■ Task to carry out:
Could you retype the whole listing, word for word?

■ Dataset:
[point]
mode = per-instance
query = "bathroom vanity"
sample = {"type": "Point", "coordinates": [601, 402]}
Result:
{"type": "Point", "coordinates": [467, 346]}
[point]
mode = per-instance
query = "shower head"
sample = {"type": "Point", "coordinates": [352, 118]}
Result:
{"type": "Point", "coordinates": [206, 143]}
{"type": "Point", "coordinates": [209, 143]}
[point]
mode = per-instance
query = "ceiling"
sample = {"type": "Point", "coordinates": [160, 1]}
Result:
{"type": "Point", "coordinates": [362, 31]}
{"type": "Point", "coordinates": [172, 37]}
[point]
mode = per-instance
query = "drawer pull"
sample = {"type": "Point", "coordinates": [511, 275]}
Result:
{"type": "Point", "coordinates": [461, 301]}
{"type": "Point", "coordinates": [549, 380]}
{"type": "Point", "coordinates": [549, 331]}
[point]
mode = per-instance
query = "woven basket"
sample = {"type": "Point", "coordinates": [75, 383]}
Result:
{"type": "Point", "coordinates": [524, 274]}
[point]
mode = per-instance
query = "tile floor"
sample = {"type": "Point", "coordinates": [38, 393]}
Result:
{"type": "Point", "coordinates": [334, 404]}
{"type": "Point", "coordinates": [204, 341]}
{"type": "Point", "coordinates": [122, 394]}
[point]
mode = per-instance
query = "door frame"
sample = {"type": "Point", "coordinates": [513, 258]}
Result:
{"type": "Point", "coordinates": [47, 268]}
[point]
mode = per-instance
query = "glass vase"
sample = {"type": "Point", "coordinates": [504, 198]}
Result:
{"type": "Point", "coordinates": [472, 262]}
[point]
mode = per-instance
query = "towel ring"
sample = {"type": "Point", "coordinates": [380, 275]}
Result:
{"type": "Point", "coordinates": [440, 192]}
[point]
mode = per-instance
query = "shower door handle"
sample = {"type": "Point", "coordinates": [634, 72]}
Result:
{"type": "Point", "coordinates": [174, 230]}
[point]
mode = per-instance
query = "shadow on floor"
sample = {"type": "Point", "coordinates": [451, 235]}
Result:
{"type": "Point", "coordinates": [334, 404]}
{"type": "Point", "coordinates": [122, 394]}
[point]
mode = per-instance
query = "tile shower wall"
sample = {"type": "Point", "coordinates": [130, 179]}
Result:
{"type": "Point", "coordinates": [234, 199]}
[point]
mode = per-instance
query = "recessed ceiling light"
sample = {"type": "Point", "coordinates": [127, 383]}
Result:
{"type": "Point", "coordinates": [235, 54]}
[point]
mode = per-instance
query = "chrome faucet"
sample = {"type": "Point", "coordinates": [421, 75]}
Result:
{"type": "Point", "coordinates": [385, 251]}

■ Written response:
[point]
mode = per-instance
query = "bathroom vanity"
sample = {"type": "Point", "coordinates": [601, 402]}
Result:
{"type": "Point", "coordinates": [467, 346]}
[point]
mode = per-instance
query = "shower head"
sample = {"type": "Point", "coordinates": [352, 118]}
Result:
{"type": "Point", "coordinates": [206, 143]}
{"type": "Point", "coordinates": [209, 143]}
[point]
mode = per-instance
query = "ceiling"
sample = {"type": "Point", "coordinates": [160, 1]}
Result:
{"type": "Point", "coordinates": [362, 31]}
{"type": "Point", "coordinates": [172, 37]}
[point]
mode = per-instance
query = "drawer pull"
sample = {"type": "Point", "coordinates": [511, 275]}
Result:
{"type": "Point", "coordinates": [461, 301]}
{"type": "Point", "coordinates": [549, 380]}
{"type": "Point", "coordinates": [549, 331]}
[point]
mode = per-instance
query = "woven basket"
sample = {"type": "Point", "coordinates": [75, 383]}
Result:
{"type": "Point", "coordinates": [524, 274]}
[point]
mode = per-instance
query = "tile floor"
sample = {"type": "Point", "coordinates": [38, 393]}
Result:
{"type": "Point", "coordinates": [334, 404]}
{"type": "Point", "coordinates": [204, 341]}
{"type": "Point", "coordinates": [122, 394]}
[point]
mode = per-instance
query = "door frame"
sample = {"type": "Point", "coordinates": [513, 258]}
Result:
{"type": "Point", "coordinates": [47, 268]}
[point]
mode = per-instance
query = "glass vase"
sample = {"type": "Point", "coordinates": [504, 198]}
Result:
{"type": "Point", "coordinates": [472, 262]}
[point]
mode = per-instance
query = "towel ring"
sample = {"type": "Point", "coordinates": [380, 275]}
Result:
{"type": "Point", "coordinates": [440, 192]}
[point]
mode = per-instance
query = "shower door handle"
sample = {"type": "Point", "coordinates": [634, 72]}
Result:
{"type": "Point", "coordinates": [174, 230]}
[point]
mode = per-instance
query = "shadow on floor"
sample = {"type": "Point", "coordinates": [451, 235]}
Result:
{"type": "Point", "coordinates": [334, 404]}
{"type": "Point", "coordinates": [122, 394]}
[point]
mode = per-instance
query = "tile shower wall"
sample = {"type": "Point", "coordinates": [130, 179]}
Result:
{"type": "Point", "coordinates": [234, 199]}
[point]
mode = per-instance
query = "recessed ceiling light"
sample = {"type": "Point", "coordinates": [127, 383]}
Result:
{"type": "Point", "coordinates": [235, 54]}
[point]
mode = per-instance
query = "chrome faucet"
sample = {"type": "Point", "coordinates": [421, 75]}
Result:
{"type": "Point", "coordinates": [385, 251]}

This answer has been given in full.